Stored data entries
----------
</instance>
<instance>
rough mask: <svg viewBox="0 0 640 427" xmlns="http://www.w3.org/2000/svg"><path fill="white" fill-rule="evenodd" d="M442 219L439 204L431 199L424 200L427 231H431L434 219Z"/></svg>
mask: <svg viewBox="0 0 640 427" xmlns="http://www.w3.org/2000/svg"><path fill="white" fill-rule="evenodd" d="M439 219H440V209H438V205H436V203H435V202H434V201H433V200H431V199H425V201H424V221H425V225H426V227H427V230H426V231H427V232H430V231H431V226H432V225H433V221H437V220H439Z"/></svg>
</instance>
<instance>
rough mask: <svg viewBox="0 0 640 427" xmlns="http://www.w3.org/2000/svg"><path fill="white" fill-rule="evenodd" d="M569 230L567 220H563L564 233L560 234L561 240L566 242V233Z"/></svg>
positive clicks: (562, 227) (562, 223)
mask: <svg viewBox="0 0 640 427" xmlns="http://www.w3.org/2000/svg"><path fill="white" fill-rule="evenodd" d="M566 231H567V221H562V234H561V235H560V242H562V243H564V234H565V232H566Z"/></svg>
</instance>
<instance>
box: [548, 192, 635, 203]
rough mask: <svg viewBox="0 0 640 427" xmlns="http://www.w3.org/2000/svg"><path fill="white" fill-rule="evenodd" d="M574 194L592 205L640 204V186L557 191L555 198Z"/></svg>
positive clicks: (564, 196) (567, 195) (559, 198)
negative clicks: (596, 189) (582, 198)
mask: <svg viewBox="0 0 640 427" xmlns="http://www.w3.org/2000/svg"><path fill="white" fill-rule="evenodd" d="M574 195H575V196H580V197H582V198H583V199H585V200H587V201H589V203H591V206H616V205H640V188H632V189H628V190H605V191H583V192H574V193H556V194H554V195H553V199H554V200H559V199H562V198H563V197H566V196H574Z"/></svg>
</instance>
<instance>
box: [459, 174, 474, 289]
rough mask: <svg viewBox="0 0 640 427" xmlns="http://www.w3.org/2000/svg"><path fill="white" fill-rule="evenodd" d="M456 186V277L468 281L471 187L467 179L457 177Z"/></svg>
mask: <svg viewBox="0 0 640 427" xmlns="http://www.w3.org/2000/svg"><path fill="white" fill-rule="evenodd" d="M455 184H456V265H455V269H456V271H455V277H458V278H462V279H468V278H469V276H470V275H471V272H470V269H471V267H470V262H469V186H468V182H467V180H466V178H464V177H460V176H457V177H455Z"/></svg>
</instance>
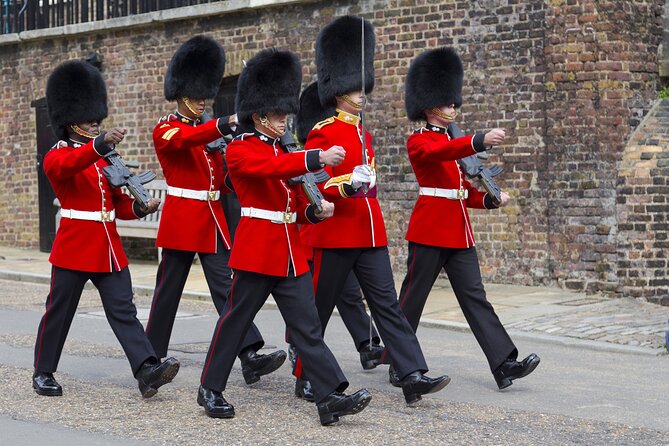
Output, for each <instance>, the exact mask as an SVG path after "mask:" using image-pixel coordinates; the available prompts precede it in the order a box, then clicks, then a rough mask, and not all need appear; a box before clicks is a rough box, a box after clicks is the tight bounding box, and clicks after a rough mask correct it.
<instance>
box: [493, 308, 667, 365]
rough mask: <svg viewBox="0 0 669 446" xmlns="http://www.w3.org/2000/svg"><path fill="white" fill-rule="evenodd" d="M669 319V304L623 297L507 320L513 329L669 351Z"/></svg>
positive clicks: (660, 350)
mask: <svg viewBox="0 0 669 446" xmlns="http://www.w3.org/2000/svg"><path fill="white" fill-rule="evenodd" d="M593 300H596V299H593ZM564 305H569V303H568V302H567V303H565V304H564ZM667 321H669V307H663V306H658V305H655V304H651V303H648V302H645V301H643V300H639V299H632V298H622V299H608V300H601V301H599V302H597V303H590V304H586V305H579V306H578V309H577V311H567V312H564V313H558V314H551V315H544V316H539V317H534V318H528V319H526V320H520V321H516V322H511V323H506V324H505V326H506V327H507V328H509V329H516V330H522V331H528V332H538V333H545V334H549V335H555V336H568V337H572V338H578V339H588V340H591V341H602V342H610V343H614V344H620V345H629V346H637V347H648V348H652V349H658V351H664V352H666V332H667V330H669V324H668V323H667Z"/></svg>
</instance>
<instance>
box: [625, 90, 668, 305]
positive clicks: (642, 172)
mask: <svg viewBox="0 0 669 446" xmlns="http://www.w3.org/2000/svg"><path fill="white" fill-rule="evenodd" d="M618 175H619V176H618V182H617V184H618V186H617V197H616V214H617V216H618V231H619V232H618V237H617V241H618V249H617V257H618V261H617V268H618V277H619V291H620V292H621V293H623V294H625V295H629V296H644V297H646V298H648V299H649V300H651V301H654V302H658V303H663V304H666V305H669V261H668V260H667V253H668V252H669V240H667V234H669V198H668V197H669V100H667V99H664V100H662V101H658V103H657V104H656V105H655V106H654V107H653V108H652V109H651V111H650V113H649V114H648V116H647V117H646V119H644V121H643V124H642V125H641V126H639V128H638V129H637V130H636V131H635V132H634V134H633V135H632V138H631V139H630V142H629V144H628V145H627V147H625V151H624V153H623V157H622V160H621V161H620V164H619V171H618Z"/></svg>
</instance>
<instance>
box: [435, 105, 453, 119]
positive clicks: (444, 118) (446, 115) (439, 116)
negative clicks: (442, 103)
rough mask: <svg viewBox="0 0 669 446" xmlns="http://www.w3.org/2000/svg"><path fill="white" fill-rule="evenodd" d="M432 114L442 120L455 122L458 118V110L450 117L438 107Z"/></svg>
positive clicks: (448, 115)
mask: <svg viewBox="0 0 669 446" xmlns="http://www.w3.org/2000/svg"><path fill="white" fill-rule="evenodd" d="M431 112H432V113H434V114H435V115H437V116H439V117H440V118H441V119H446V120H447V121H453V120H454V119H455V118H456V117H457V116H458V111H457V110H456V111H454V112H453V113H451V114H450V115H447V114H446V113H444V112H442V111H441V110H439V109H438V108H437V107H434V108H432V110H431Z"/></svg>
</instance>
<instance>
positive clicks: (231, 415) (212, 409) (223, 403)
mask: <svg viewBox="0 0 669 446" xmlns="http://www.w3.org/2000/svg"><path fill="white" fill-rule="evenodd" d="M197 403H198V404H199V405H200V406H202V407H204V412H205V413H206V414H207V416H210V417H211V418H234V416H235V408H234V407H232V404H230V403H228V402H227V401H225V398H223V394H222V393H221V392H218V391H216V390H211V389H207V388H206V387H202V386H200V388H199V389H198V391H197Z"/></svg>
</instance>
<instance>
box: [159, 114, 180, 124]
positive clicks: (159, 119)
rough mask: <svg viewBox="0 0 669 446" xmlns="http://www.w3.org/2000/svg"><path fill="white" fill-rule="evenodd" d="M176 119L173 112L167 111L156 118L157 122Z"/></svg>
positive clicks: (159, 123) (167, 121)
mask: <svg viewBox="0 0 669 446" xmlns="http://www.w3.org/2000/svg"><path fill="white" fill-rule="evenodd" d="M176 119H177V115H175V114H174V113H168V114H166V115H164V116H161V117H160V119H159V120H158V124H160V123H161V122H168V121H175V120H176ZM166 125H167V124H166ZM161 127H162V126H161Z"/></svg>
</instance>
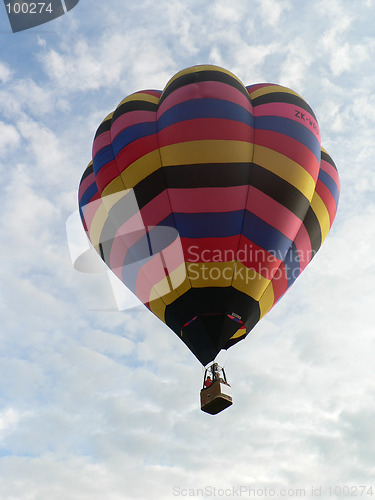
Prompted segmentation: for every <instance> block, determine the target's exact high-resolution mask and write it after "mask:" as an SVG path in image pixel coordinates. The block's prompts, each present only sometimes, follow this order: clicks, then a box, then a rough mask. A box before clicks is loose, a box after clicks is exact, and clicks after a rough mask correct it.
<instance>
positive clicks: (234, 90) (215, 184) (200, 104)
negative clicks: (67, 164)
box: [79, 65, 340, 365]
mask: <svg viewBox="0 0 375 500" xmlns="http://www.w3.org/2000/svg"><path fill="white" fill-rule="evenodd" d="M339 189H340V188H339V177H338V173H337V169H336V167H335V164H334V162H333V161H332V159H331V157H330V156H329V155H328V153H327V152H326V151H325V150H324V149H323V148H321V144H320V132H319V126H318V123H317V120H316V118H315V115H314V113H313V111H312V109H311V108H310V106H309V105H308V104H307V103H306V102H305V101H304V100H303V99H302V98H301V97H300V96H299V95H298V94H296V93H295V92H293V91H292V90H290V89H288V88H285V87H282V86H280V85H275V84H270V83H261V84H256V85H250V86H248V87H245V86H244V85H243V84H242V83H241V81H240V80H239V79H238V78H237V77H236V76H234V75H233V74H232V73H230V72H229V71H227V70H225V69H223V68H220V67H217V66H211V65H202V66H194V67H191V68H188V69H185V70H183V71H181V72H179V73H177V74H176V75H175V76H174V77H173V78H172V79H171V80H170V81H169V82H168V84H167V85H166V87H165V88H164V90H163V91H158V90H144V91H140V92H136V93H134V94H132V95H129V96H128V97H126V98H125V99H124V100H123V101H122V102H121V103H120V104H119V105H118V106H117V108H116V109H115V110H114V111H113V112H112V113H110V114H109V115H108V116H107V117H106V118H105V119H104V121H103V122H102V123H101V125H100V126H99V128H98V130H97V132H96V136H95V139H94V144H93V153H92V162H91V163H90V164H89V165H88V167H87V169H86V170H85V172H84V174H83V176H82V179H81V183H80V187H79V206H80V213H81V217H82V221H83V224H84V227H85V230H86V232H87V235H88V237H89V239H90V241H91V242H92V244H93V246H94V247H95V249H96V250H97V252H98V253H99V254H100V256H101V257H102V259H103V260H104V261H105V263H106V264H107V265H108V266H109V267H110V268H111V269H112V271H113V272H114V273H115V274H116V275H117V276H118V277H119V278H120V279H121V280H122V282H123V283H124V284H125V285H126V286H127V287H128V288H129V289H130V290H131V291H132V292H133V293H134V294H135V295H137V297H139V298H140V300H141V301H142V302H143V303H144V304H145V305H146V306H147V307H148V308H149V309H150V310H151V311H152V312H153V313H154V314H155V315H156V316H157V317H158V318H160V319H161V321H163V322H164V323H165V324H166V325H168V327H169V328H170V329H171V330H173V331H174V332H175V333H176V334H177V335H178V336H179V337H180V338H181V339H182V341H183V342H184V343H185V344H186V345H187V346H188V348H189V349H190V350H191V351H192V352H193V354H194V355H195V356H196V357H197V358H198V360H199V361H200V362H201V363H202V364H203V365H206V364H208V363H209V362H211V361H212V360H214V359H215V357H216V355H217V354H218V352H219V351H220V350H221V349H227V348H229V347H230V346H232V345H233V344H235V343H237V342H239V341H240V340H242V339H244V338H245V337H246V335H247V334H248V333H249V332H250V331H251V330H252V329H253V328H254V326H255V325H256V324H257V323H258V321H259V320H260V319H261V318H262V317H263V316H264V315H265V314H266V313H267V312H268V311H269V310H270V309H271V308H272V306H273V305H274V304H275V303H276V302H277V301H278V300H279V299H280V297H281V296H282V295H283V294H284V293H285V292H286V291H287V289H288V288H289V287H290V286H291V285H292V283H293V282H294V281H295V279H296V278H297V277H298V276H299V275H300V274H301V272H302V271H303V270H304V269H305V267H306V266H307V264H308V263H309V262H310V261H311V259H312V258H313V257H314V255H315V253H316V252H317V251H318V250H319V248H320V246H321V244H322V242H323V240H324V239H325V237H326V236H327V234H328V232H329V230H330V228H331V225H332V223H333V220H334V218H335V215H336V209H337V203H338V198H339Z"/></svg>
----------
Update the lines from the start of the data through the line containing "219L439 204L431 199L424", inclusive, replacing "rough mask" with "coarse mask" and changing nothing else.

</instance>
<instance>
coarse mask: <svg viewBox="0 0 640 427" xmlns="http://www.w3.org/2000/svg"><path fill="white" fill-rule="evenodd" d="M442 219L439 204L431 199L424 200L427 231H431L434 219Z"/></svg>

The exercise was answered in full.